**Exercise 1**:
In the walkthrough of anti-debugging code below, which clock-cycle difference decides whether the handler resumes execution normally?
**Exercise 2**:
Write the next part of the anti-debugging code walkthrough below, continuing after its final sentence.

**Excerpt provided**:
** start **
Coming back to our code it install a SEH handler:
00DE22D9 64:FF30 PUSH DWORD PTR FS:[EAX] 00DE22DC 64:8920 MOV DWORD PTR FS:[EAX],ESP
using a ERR structure builded on the stack by the "CALL 0x90.00DE22D7" and the "PUSH DWORD PTR FS:[EAX]"; the handler address is the "CALL 0x90.00DE22D7" return address so it's first instruction is the "MOV ECX,DWORD PTR SS:[ESP+C]" located after the call. Then it call the RDTSC instruction (Read time-stamp counter into EDX:EAX) and deliberately cause an exception trying to pop into ds:0. The system than call the SEH handler that load into ECX the address of the CONTEXT structure, passed by the system and containing info on the thread state at the time of exception, and modify some value. In detail it add 2 to the EIP value (offset 0xb8 of the CONTEX structure) to skip over the faulting instruction ("POP DWORD PTR DS:[EBX]") it then reset the DRx register (offset 0x4-0x18 in the CONTEX structure) in the attempt to disable some hardware breakpoint, it then access the EAX register (offset 0xb0 of the CONTEX structure) and, after calling again RDTSC, calculate di difference in clock cicle regards to before the exception; if that difference is below 0xe0000 it resume the execution, returning with EAX=0, else before returning it modify again the EIP. This is done to detect the presence of a debugger; in fact running the code under a debugger is more clock cicle intensive than running the code "alone" since the debugger is called by the os in the event of an exception and usually handle the exception for the user (eg: stopping the execution showing the exception address). The value 0xe0000 is of course empirical since in a multitasking environment like Windows there is no way to tell how many clock cicle will pass, in fact some times the above code fail even when running outside a debugger. The above code also contain a bug, the instruction "ADD DWORD PTR DS:[ECX+B8],63" would never alter the EIP value in the CONTEXT structure since the CPUID istruction doesn't preserve the ECX value.
All this just to say that the above code could be skipped without influencing the programm execution.
After a couple more of the above trick the code check for breakpoint in the first 4 byte of some of the imported API:
00DE2950 B8 0D10DE00 MOV EAX,
00DE2C2C 8B40 02 MOV EAX,DWORD PTR DS:[EAX+2] 00DE2EF1 8B00 MOV EAX,DWORD PTR DS:[EAX] 00DE2F5B 8BF8 MOV EDI,EAX 00DE2F5D B9 04000000 MOV ECX,4 00DE31FA B8 60060000 MOV EAX,660 00DE31FF C1E8 03 SHR EAX,3 00DE3202 F2:AE REPNE SCAS BYTE PTR ES:[EDI] 00DE3204 85C9 TEST ECX,ECX 00DE3206 74 04 JE SHORT 0x90.00DE320C 00DE3208 0F31 RDTSC 00DE320A 50 PUSH EAX 00DE320B C3 RETN
The address of the above disassembly are not contiguous due the the elimination of the junk code. This snippet of code show another trick the programm use to make analysis more difficult. Immediate constant are frequently obfuscated as 0xcc in this case 0x660 >> 3. This is obviously done to camouflage the "valid" instruction in the junk code.
** end **
**Extracted entries**:
** start **
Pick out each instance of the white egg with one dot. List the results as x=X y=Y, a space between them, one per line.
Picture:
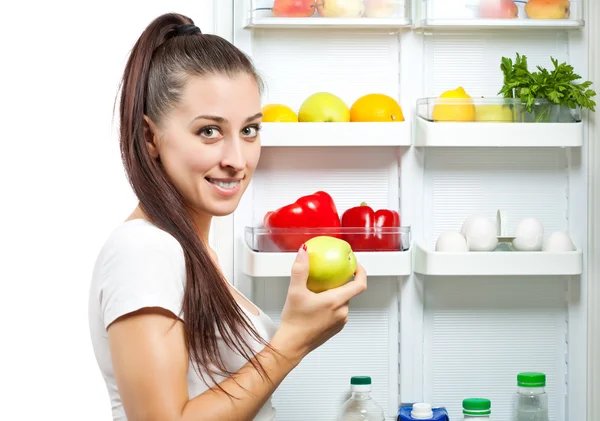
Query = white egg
x=481 y=234
x=529 y=235
x=528 y=243
x=451 y=242
x=557 y=242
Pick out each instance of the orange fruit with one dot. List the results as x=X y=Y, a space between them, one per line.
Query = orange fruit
x=376 y=108
x=278 y=113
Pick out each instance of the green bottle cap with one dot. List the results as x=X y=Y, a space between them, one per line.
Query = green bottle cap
x=528 y=379
x=477 y=407
x=360 y=380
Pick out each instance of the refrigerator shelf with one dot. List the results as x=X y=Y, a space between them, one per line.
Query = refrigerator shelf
x=335 y=134
x=482 y=14
x=548 y=125
x=319 y=22
x=278 y=265
x=502 y=263
x=514 y=135
x=349 y=14
x=469 y=24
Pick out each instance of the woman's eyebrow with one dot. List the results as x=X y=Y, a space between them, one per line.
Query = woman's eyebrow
x=219 y=119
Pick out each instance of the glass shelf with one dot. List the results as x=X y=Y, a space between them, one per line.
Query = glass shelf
x=384 y=14
x=269 y=240
x=456 y=14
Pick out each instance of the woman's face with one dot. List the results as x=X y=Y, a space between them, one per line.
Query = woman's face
x=209 y=144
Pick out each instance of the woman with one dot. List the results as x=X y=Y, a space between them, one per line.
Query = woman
x=175 y=341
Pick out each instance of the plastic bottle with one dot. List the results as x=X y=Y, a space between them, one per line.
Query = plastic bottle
x=360 y=406
x=477 y=409
x=531 y=400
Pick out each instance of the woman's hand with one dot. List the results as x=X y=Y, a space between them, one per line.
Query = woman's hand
x=310 y=319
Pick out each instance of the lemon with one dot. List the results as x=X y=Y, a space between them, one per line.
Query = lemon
x=278 y=113
x=461 y=110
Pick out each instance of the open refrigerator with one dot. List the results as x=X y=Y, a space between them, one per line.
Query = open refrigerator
x=433 y=326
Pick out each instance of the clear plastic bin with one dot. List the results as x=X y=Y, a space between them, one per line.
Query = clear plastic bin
** end **
**Expected output 1**:
A difference below 0xe0000.

**Expected output 2**:
At this point we understood that this part of the code is only a stub used to decode some other code in fact from now on, using value in some table, part of the 0x90 code are decoded using a xor operation and the execution control is then passed to them.
Stepping through this part of the code is really boring since there are many layer (175); but since the stub are all the same is easy, using OllyScript, to write a script to step through them all:
sc.txt: var count var cbase var boop var tmpbp var tmpseh var i gmi eip, CODEBASE mov cbase, $RESULT log cbase var csize gmi eip, CODESIZE mov csize, $RESULT log csize mov count, 0 eoe expt chk: run jmp chk expt: inc i log i cmp i, af jne asd ret asd: mov count, esp mov tmpseh, [count] cmp tmpseh, 12e000 jb nval cmp tmpseh, 12fffc ja nval add count, 4 sbp: mov tmpbp, [count] bp tmpbp esto find eip, #3d00000e00# go $RESULT sti mov !cf, 1 bc tmpbp jmp chk nval: add count, 24 jmp sbp jmp chk
This script simply execute the stubs handling the SEH trick seen above. At the end we find the "real" 0x90 and we can start to analyze it's true behavior.
The first thing I expected reaching the "inner" 0x90 was to see "clean" code and no trick but, surprisingly, the code showed the same "style" of the first part; a lot of junk code and SEH trick. Using the script above was pretty easy to step through the code and the first thing I noted was that the code seemed table driven. Value stored in a table are loaded and seem to drive the execution flow, operand loaded and the like; stepping through this kind of code was pretty useless since the code executed seemed unrelated and was a lot difficult to understand. If we want to analyze the behavior of 0x90 we must understand how those tables are structured and used.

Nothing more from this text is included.